====== Metin Parçası

Astronomi

Dünya ve Tüm Gezegenler Neden Yuvarlaktır?

Güneş Sistemi’ndeki çoğu gezegen ve gök cisminin neredeyse kusursuz şekilde küresel olmasının nedeni nedir?

Dünya ve Tüm Gezegenler Neden Yuvarlaktır?
Düz dünyacıları dinlemeyin, yanılıyorlar; Dünya yuvarlaktır. Aslında 1519’da Portekizli kaşif Ferdinand Magellan’ın dünyanın etrafından dolaşmayı başardığı zamandan beri Dünya’nın yuvarlak olduğunu biliyoruz. Günümüzde de bir çok kişi kendi gözleriyle yuvarlak, mavi gezegenimize bakma şansına sahip oldu.

Kolomb okyanusu aşmadan çok önce, Aristoteles ve diğer Antik Yunan düşünürleri Dünya’nın yuvarlak olduğunu öne sürmüştü. Bu görüş, bazı gözlemlere dayanıyordu. Örneğin uzaklaşan gemiler yalnızca küçülmekle kalmaz, aynı zamanda ufuk çizgisine doğru “batıyor” gibi görünürdü. Bu durum, bir kürenin yüzeyinde hareket eden bir cisme işaret eder.

Yalnızca Dünya değil, Güneş Sistemimizdeki tüm gezegenler de yuvarlak görünür. Hatta gezegen olmayan bazı gök cisimleri bile bu “yuvarlaklaşma sürecine” katılır.

Dünya Ve Diğer Gezegenler Neden Küreseldir?

Gezegenlerin yuvarlak olmasının temel nedeni yerçekimidir. Ancak aynı yerçekimi, tam bir küre beklerken gördüğümüz şekli de bozar. Bu nedenle “yuvarlak” olarak düşündüğümüz gök cisimlerinin çoğu, gerçekte neredeyse küresel yapıdadır.

Örneğin Dünya’yı ele alalım. Eğer kutuplardan kutuplara doğru tüm gezegeni dolaşsaydınız, yaklaşık 39.941 kilometre yol kat ederdiniz. Aynı yolculuğu bu kez ekvator boyunca yapsaydınız, yaklaşık 130 kilometre daha fazla yol almanız gerekirdi. Bunun nedeni, Dünya’nın ekvator bölgesinde şişkin olmasıdır. Bu da gezegenimize oblate sferoid adı verilen, hafifçe basık bir küre şekli kazandırır.

Dünya’nın tam olarak yuvarlak olmadığını ilk dile getiren kişi Isaac Newton oldu. Ona göre Dünya, kutuplardan basık, ekvatordan şişkin bir şekle sahipti. Newton’un bu tanımı doğruydu. Gerçekten de bu “şişkinlik” nedeniyle, Dünya’nın merkezinden deniz seviyesine olan mesafe, ekvatorda kutuplara göre yaklaşık 21 kilometre daha fazladır.

Bir nesnenin şeklini belirlemede pek çok faktör rol oynamasına rağmen, gerçekte cisimlerin içine girdiği yalnızca üç ana kategori vardır.

============

Alıştırmalar:
1: Gezegenlerin şekliyle ilgili metne göre, Dünya'nın tam olarak yuvarlak olmadığını ilk kez kim dile getirmiştir?
2: Gezegenlerin şekliyle ilgili metinden, "Düz dünyacıları dinlemeyin, yanılıyorlar;" kelimelerini içeren yerden başlayıp "şansına sahip oldu." kelimelerinden sonra biten bölümü hiçbir değişiklik yapmadan yazın.
3: Gezegenlerin şekliyle ilgili metni, son cümlesinden sonra gelecek şekilde devam ettirin.
Bundan sonraki malzeme başka bir kaynaktan alınmıştır.

====== Kaynak Malzeme

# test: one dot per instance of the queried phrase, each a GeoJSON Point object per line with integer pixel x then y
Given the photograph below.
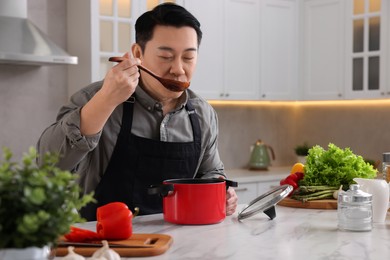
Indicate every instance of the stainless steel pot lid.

============

Cevaplar Sırasıyla:
1: Isaac Newton.

2:
Düz dünyacıları dinlemeyin, yanılıyorlar; Dünya yuvarlaktır. Aslında 1519’da Portekizli kaşif Ferdinand Magellan’ın dünyanın etrafından dolaşmayı başardığı zamandan beri Dünya’nın yuvarlak olduğunu biliyoruz. Günümüzde de bir çok kişi kendi gözleriyle yuvarlak, mavi gezegenimize bakma şansına sahip oldu.

3:
Hidrostatik dengede olduğu doğrulanan en küçük cisim, yaklaşık 470 kilometre yarıçaplı cüce gezegen Ceres’.’tir. Vesta ve Pallas için bu geçerli değildir. Hygeia içinse bilinmemektedir.
  • Kütleniz çok düşükse oluşturma sırasında şans eseri sahip olduğunuz şekli sürdürürsünüz. Yarıçapı yaklaşık 200 kilometrenin altında olan neredeyse tüm nesneler bu özelliğe sahiptir.
  • Eğer daha büyükseniz, bu ilk şekil giderek yuvarlak bir hal almaya başlar. Bileşenine bağlı olarak yarıçapı ~200 ile 800 km arasında olan nesneler için bu geçerlidir.
  •  ~800 kilometre yarıçapın üzerindeki nesneler için de hidrostatik denge söz konusudur. (Hidrostatik denge, bir gök cisminin kendi kütleçekimi etkisi altında, kendisine özgü bir şekle sahip olduğu bir denge durumunu ifade eder.) Kütle çekimi ve dönüş öncelikle şeklinizi belirleyecektir. Ancak sonrasında da bu şekilde kusurlar oluşacaktır.
Dünya’nın şekli sürekli değişir. Bu sürekli değişimi ölçen ve izleyen kurumlardan biri de Ulusal Jeodezi Araştırma Kurumu’dur (National Geodetic Survey). Jeodezi, Dünya’nın boyutunu, şeklini, yerçekimi alanını ve yeryüzündeki noktaların konumlarını ölçen ve izleyen bilim dalıdır.

Gezegenler mükemmel bir küre midir?

Gezegenlerin ekvator bölgelerinde biraz “şişkin” olmasının nedeni, kendi eksenleri etrafında dönmeleridir. Ortasında dönen bir disk ve çevresine bağlı sandalyelerden oluşan bu lunapark oyuncağında, disk dönmeye başladığında sandalyeler yukarı kalkar ve merkezden dışa doğru savrulur. Sandalyelerin savrulup gitmesini engelleyen tek şey, onları tutan zincirlerdir.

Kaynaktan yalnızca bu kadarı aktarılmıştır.